**AIM**
Retype every line from the one containing "compact form (473,358)." through the last line of the records below, both included; leave out the pictures.

(Records of labeled points)
· · · · ·
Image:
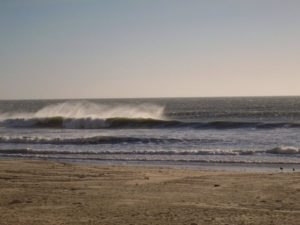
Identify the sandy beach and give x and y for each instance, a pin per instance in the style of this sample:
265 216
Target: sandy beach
41 192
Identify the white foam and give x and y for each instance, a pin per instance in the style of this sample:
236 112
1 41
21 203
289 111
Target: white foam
85 109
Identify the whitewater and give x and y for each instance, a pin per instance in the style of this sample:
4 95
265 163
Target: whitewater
186 131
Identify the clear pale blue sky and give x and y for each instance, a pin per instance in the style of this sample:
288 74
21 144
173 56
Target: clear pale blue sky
148 48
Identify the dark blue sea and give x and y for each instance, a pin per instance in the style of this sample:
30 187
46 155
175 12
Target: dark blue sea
187 131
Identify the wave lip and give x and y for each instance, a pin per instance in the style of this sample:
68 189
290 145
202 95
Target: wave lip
101 140
133 123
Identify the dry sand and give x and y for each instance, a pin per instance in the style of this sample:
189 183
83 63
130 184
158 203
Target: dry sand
41 192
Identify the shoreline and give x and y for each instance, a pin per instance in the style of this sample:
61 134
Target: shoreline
45 192
197 165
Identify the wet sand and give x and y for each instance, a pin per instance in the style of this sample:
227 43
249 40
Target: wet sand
41 192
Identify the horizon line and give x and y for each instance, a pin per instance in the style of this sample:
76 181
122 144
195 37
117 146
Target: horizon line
163 97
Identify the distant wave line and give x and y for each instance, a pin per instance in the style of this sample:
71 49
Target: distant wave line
135 123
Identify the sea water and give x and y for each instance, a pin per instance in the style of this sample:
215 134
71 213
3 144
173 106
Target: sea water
189 131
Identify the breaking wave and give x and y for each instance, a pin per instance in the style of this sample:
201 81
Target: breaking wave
133 123
278 150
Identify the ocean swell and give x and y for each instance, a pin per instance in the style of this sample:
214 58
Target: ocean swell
133 123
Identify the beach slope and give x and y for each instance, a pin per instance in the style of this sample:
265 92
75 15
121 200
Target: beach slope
41 192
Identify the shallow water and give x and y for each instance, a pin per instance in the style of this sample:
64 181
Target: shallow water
186 131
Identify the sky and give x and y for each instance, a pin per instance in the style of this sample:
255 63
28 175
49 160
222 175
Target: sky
148 48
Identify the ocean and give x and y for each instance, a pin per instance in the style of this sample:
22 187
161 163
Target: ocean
250 131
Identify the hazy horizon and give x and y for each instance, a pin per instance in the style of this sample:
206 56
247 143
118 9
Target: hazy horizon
94 49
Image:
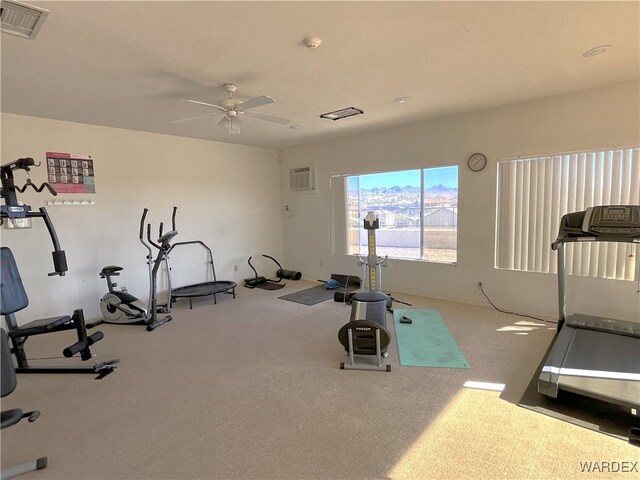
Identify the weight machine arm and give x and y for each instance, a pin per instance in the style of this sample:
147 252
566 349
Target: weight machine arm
12 208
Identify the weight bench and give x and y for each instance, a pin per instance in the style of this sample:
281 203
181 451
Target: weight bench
366 338
14 299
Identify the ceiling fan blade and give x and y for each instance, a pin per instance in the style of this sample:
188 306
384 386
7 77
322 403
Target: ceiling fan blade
194 118
204 103
254 102
268 118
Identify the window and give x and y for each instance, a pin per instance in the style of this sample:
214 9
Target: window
534 193
417 212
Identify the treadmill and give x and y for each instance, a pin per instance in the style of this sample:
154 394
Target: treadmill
594 356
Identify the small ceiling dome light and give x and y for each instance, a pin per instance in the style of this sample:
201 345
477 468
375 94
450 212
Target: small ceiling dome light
312 42
596 51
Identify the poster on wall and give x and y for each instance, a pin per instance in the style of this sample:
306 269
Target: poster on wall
71 173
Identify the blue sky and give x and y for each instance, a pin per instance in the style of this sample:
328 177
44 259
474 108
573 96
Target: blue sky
447 176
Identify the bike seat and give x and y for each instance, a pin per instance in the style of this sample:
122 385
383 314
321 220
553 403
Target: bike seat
110 270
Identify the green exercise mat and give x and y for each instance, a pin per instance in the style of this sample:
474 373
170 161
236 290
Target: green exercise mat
426 342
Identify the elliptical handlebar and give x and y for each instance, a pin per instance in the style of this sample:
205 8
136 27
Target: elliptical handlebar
163 238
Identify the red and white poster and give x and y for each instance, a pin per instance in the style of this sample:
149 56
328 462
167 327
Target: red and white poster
71 173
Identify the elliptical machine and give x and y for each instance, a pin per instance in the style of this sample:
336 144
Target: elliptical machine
121 307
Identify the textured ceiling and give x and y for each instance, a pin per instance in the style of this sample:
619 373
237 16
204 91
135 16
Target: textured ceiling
129 64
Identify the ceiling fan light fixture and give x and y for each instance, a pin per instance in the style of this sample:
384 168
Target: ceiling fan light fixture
343 113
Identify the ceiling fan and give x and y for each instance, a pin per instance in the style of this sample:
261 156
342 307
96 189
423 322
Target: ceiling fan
232 110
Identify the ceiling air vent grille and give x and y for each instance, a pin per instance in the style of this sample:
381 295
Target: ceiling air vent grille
301 179
21 19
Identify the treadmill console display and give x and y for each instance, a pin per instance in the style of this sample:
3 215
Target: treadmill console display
614 220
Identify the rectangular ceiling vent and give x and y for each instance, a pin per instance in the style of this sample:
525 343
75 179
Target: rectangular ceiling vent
301 179
21 19
344 113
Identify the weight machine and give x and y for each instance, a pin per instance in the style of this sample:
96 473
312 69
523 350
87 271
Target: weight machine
14 296
366 338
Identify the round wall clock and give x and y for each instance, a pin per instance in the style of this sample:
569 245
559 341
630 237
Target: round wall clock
477 162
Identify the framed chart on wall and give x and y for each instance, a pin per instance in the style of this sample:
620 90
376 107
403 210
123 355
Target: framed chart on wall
71 173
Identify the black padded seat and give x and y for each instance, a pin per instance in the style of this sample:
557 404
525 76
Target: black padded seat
44 325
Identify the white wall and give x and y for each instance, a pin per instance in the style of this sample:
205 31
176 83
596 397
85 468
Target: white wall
598 118
228 196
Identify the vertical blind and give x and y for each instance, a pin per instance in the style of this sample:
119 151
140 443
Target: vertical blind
534 193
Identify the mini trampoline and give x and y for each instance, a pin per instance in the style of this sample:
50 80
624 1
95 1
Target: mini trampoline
203 289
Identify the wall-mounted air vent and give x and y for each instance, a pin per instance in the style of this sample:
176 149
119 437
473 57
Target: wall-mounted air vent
21 19
302 179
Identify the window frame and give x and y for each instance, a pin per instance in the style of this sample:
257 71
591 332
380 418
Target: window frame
422 243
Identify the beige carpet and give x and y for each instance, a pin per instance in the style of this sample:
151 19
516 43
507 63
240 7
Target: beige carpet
250 389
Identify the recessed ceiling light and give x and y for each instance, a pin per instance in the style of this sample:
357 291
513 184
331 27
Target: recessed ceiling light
596 51
312 42
343 113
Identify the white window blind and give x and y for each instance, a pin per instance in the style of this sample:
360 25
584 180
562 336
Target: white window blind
534 193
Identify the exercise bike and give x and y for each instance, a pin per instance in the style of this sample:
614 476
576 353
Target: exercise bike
121 307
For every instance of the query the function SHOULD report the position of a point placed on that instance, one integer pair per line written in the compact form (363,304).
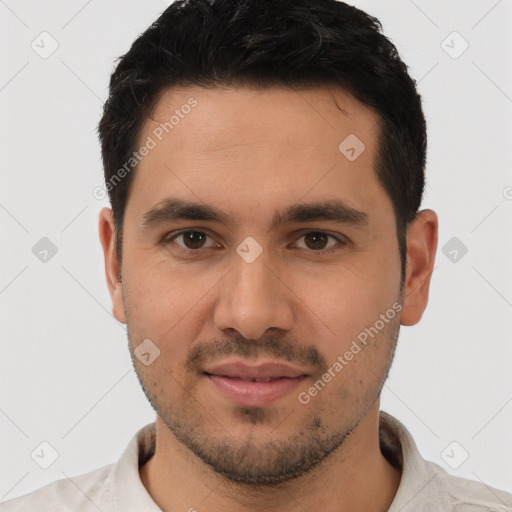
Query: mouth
(254,386)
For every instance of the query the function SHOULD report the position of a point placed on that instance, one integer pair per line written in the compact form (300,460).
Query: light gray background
(66,376)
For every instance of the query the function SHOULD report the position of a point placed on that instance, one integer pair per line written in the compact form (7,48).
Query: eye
(317,241)
(192,240)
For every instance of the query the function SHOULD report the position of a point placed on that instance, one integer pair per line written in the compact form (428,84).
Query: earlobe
(422,235)
(112,268)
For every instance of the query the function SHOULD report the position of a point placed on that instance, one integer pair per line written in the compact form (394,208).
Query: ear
(112,267)
(421,253)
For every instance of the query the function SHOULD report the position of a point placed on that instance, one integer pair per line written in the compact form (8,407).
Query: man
(264,160)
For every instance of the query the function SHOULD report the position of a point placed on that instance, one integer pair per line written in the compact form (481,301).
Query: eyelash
(341,242)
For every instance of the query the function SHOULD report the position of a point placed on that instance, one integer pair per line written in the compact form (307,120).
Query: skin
(251,153)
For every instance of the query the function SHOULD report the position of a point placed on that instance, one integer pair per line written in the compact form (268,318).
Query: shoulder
(466,495)
(87,492)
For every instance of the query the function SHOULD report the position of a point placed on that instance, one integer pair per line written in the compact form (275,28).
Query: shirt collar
(397,445)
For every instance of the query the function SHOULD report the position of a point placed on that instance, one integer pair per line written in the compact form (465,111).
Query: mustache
(274,347)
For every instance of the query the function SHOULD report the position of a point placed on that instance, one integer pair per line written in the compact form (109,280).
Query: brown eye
(318,241)
(192,240)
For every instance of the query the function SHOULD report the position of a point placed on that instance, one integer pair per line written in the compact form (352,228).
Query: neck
(356,477)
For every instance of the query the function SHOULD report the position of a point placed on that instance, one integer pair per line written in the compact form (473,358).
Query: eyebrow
(334,210)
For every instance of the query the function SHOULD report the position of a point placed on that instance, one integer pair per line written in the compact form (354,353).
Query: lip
(234,381)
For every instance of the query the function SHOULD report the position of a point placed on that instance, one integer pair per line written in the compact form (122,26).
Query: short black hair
(295,44)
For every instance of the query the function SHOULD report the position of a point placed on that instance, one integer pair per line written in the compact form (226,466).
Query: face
(265,315)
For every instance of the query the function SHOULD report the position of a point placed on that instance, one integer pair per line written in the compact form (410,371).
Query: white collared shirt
(424,486)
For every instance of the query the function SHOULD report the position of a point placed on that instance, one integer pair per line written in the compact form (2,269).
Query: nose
(254,297)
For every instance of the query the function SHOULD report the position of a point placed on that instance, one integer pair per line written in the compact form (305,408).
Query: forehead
(227,145)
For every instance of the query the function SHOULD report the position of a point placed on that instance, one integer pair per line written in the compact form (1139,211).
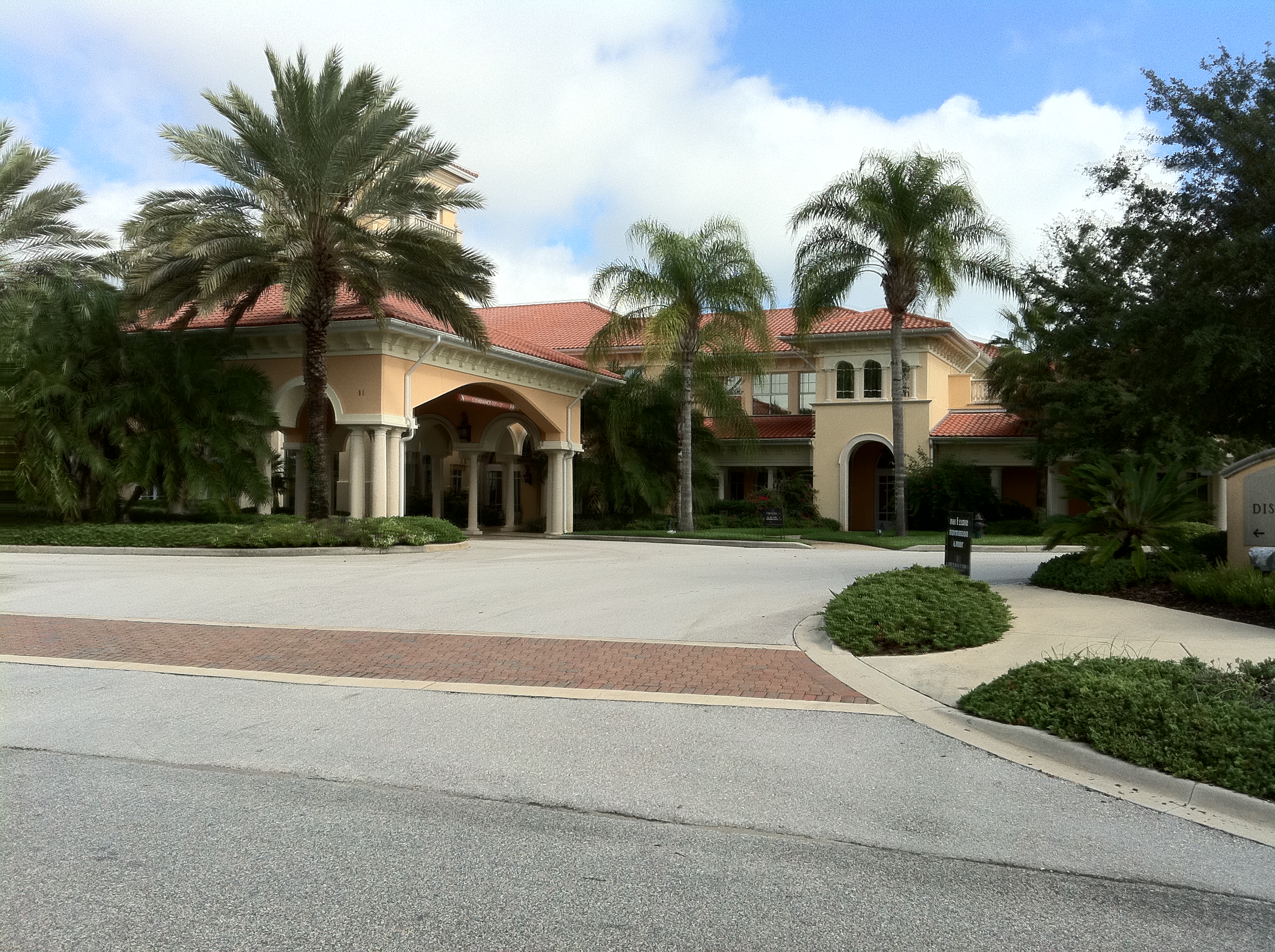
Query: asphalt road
· · · · ·
**RESULT FOR THIS EXERCISE**
For every instance of the query the function SHOULD report the position of a point placed on that instance, one integer pair per line written in the compact form (473,358).
Query: eyebrow
(334,210)
For every instance of the query the function SHOULD report the position of a point placed on that instance, one integer pair per line written in the compact form (354,353).
Query: lip
(234,381)
For every instance of the query the function SHOULD report the position of a point placed on that instance, one integer pair per line written in the compact form (122,26).
Query: short black hair
(295,44)
For every instance of the query the function SHOULD report the position of a point placed on that instance, one integer pair per line written in the compact form (226,466).
Query: face
(265,315)
For every instance of the query the function SHOULD report the position of a point placed on that instance, one integer pair per line written in the compact form (410,371).
Query: white collared shirt
(424,486)
For every instance of the query the function SHOULD report the position of a point placed on that instance, one integer pair per line written in the compact form (2,269).
Query: nose
(254,297)
For every instance of the query the function SHOULD report the position of a point placed on that instance, one integer pair per line written in the compact form (305,408).
Query: forehead
(227,145)
For every instance of the query the function SHOULD report the position of a point placed on that instance, one integer pair per line written in the compact form (1139,211).
Query: asphalt road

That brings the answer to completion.